● Your objective: Please convert the data below, from its first line through the line containing "top-left (245, 370), bottom-right (254, 379)", into a Markdown table with the columns Row and Data line, omitting blank lines and including nothing after that line.

• • • •

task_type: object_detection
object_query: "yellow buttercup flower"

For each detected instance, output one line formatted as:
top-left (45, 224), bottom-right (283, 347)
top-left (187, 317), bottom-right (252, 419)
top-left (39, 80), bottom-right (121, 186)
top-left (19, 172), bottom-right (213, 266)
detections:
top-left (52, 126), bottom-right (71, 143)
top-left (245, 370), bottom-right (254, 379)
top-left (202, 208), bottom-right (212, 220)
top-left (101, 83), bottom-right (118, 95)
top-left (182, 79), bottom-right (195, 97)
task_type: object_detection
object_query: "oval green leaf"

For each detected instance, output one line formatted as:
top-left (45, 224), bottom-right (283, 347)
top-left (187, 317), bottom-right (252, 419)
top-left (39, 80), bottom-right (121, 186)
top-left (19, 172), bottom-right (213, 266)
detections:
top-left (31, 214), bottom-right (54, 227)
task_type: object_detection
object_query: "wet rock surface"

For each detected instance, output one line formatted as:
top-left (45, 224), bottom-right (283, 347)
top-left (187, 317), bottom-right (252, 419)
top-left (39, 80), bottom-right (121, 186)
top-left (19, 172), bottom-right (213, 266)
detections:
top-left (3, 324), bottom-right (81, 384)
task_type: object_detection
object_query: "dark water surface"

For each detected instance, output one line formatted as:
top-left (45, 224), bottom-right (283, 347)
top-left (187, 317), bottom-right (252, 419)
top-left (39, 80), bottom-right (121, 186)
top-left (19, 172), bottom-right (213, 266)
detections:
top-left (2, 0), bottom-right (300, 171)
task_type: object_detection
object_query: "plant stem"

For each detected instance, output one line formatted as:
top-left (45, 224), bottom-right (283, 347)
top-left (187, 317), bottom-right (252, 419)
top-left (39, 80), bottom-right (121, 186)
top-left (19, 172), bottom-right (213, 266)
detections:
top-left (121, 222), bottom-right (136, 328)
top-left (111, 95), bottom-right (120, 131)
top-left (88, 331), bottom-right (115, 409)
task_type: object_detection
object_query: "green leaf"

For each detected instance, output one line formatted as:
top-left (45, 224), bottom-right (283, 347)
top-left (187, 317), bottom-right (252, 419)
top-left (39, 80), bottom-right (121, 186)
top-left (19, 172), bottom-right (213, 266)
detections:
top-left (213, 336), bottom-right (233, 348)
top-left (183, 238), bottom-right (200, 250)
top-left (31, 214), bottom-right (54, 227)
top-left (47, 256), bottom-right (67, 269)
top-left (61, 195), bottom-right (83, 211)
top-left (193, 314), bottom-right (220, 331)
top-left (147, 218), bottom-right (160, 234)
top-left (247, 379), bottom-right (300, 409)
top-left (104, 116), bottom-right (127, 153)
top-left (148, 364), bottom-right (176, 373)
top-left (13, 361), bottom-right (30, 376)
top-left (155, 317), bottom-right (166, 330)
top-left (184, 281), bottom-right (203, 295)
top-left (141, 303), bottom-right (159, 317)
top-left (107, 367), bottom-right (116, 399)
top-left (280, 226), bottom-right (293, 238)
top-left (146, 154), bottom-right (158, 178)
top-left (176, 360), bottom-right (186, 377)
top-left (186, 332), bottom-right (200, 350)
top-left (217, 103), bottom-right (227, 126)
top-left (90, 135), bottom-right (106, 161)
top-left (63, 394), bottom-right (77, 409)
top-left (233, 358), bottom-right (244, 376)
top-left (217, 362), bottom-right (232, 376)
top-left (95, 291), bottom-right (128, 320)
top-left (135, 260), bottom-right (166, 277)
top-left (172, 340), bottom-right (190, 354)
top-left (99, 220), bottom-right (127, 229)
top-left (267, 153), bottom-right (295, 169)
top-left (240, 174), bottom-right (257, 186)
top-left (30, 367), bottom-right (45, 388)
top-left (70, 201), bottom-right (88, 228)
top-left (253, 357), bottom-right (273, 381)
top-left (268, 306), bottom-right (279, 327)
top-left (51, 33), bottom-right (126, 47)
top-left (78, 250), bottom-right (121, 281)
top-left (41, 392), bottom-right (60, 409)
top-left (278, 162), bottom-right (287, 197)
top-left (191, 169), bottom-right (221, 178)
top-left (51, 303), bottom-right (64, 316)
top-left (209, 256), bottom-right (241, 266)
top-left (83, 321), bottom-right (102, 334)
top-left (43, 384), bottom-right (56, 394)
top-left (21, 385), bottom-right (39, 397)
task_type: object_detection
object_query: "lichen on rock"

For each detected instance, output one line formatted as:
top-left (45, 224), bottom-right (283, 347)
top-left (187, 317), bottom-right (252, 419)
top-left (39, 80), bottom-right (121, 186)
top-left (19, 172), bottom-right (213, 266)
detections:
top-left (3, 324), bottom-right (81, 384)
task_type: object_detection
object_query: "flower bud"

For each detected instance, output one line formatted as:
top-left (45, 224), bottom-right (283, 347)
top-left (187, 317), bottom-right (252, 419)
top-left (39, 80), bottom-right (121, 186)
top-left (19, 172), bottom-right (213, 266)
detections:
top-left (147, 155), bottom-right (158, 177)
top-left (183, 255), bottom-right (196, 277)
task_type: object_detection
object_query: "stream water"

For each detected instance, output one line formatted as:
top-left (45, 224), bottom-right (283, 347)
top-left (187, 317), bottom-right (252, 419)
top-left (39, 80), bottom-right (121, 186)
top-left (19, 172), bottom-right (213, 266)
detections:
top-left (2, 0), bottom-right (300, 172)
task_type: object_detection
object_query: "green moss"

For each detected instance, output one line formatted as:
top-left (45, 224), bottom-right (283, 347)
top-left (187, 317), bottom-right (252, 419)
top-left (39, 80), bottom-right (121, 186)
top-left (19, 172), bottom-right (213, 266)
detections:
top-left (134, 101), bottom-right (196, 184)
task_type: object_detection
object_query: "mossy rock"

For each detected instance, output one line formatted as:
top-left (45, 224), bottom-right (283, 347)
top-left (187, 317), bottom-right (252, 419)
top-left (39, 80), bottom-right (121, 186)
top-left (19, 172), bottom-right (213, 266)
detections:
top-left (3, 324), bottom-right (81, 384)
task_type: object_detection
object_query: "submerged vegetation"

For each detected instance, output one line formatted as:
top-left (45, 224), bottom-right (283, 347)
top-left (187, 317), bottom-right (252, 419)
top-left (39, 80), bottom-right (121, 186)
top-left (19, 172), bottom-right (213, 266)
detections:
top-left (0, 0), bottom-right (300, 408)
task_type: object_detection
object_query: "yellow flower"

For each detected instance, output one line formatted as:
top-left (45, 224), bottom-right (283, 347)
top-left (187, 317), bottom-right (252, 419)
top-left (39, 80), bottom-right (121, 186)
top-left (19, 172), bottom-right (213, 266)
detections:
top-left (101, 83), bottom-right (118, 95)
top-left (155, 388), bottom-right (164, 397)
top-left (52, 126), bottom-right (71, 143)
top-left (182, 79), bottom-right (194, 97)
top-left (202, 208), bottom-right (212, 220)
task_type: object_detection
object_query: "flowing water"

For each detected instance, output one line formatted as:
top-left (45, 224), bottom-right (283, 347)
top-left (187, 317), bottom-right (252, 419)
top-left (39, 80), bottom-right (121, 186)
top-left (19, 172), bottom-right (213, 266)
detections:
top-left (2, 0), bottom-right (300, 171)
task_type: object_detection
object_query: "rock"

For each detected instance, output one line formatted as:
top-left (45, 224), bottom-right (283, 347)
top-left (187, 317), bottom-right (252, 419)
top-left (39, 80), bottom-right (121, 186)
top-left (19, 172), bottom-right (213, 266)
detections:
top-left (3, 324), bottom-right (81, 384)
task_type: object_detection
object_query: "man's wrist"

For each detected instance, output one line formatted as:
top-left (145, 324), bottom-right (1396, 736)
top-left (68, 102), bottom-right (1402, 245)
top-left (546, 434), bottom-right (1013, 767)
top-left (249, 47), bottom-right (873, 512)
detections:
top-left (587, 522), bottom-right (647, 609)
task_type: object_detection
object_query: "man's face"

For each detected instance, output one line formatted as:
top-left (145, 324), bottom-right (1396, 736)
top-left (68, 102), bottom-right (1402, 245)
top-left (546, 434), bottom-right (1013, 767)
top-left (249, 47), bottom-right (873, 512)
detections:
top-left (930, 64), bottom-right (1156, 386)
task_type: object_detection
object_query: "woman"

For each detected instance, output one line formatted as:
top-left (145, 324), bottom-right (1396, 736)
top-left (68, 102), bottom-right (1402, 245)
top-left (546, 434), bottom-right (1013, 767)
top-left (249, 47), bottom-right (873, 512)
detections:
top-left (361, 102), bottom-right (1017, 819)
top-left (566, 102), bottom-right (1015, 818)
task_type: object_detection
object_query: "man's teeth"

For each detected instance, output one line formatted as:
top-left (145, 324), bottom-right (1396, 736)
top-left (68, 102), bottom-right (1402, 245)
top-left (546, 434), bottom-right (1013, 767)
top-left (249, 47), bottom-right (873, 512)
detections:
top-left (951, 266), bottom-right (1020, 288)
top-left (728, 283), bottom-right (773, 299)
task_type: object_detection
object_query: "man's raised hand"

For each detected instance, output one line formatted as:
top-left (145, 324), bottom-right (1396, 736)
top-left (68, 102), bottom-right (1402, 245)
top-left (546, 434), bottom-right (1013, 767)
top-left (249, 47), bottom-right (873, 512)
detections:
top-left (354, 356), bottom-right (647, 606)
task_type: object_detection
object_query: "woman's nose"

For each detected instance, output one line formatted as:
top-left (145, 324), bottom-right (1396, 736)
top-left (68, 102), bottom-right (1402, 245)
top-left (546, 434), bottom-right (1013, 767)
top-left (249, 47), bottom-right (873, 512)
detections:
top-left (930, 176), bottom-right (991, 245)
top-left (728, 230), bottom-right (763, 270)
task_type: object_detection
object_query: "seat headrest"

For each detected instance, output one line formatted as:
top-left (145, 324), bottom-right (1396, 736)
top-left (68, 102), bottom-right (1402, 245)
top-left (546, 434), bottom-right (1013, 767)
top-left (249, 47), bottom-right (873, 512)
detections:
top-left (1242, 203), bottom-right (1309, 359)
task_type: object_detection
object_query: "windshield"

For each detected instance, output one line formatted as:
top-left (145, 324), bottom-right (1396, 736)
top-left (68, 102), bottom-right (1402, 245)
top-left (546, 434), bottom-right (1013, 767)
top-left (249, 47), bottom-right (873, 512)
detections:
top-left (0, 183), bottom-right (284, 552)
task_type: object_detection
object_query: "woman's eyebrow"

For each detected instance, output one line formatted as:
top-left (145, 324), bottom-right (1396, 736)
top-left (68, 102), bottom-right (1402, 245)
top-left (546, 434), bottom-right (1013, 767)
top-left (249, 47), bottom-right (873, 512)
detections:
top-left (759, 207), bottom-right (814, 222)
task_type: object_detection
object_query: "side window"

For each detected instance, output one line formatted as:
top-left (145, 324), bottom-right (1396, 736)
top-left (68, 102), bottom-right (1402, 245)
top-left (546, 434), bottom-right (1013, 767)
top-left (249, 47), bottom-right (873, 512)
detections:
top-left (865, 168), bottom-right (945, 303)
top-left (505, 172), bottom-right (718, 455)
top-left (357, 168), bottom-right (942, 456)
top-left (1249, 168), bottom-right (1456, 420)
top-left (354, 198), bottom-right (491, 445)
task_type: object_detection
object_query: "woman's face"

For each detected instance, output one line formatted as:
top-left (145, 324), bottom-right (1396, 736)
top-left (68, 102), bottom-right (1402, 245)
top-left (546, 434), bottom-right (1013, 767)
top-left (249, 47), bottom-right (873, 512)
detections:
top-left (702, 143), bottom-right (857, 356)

• • • •

● Answer in full:
| Row | Data line |
|---|---|
| 1 | task_type: object_detection |
| 2 | object_query: "yellow buttercup flower" |
| 3 | For each detected instance, output one line formatted as: |
| 4 | top-left (45, 224), bottom-right (283, 347) |
| 5 | top-left (187, 317), bottom-right (252, 419) |
| 6 | top-left (39, 80), bottom-right (121, 186) |
| 7 | top-left (19, 172), bottom-right (213, 266) |
| 8 | detections: |
| 9 | top-left (52, 126), bottom-right (71, 143) |
| 10 | top-left (245, 370), bottom-right (254, 379) |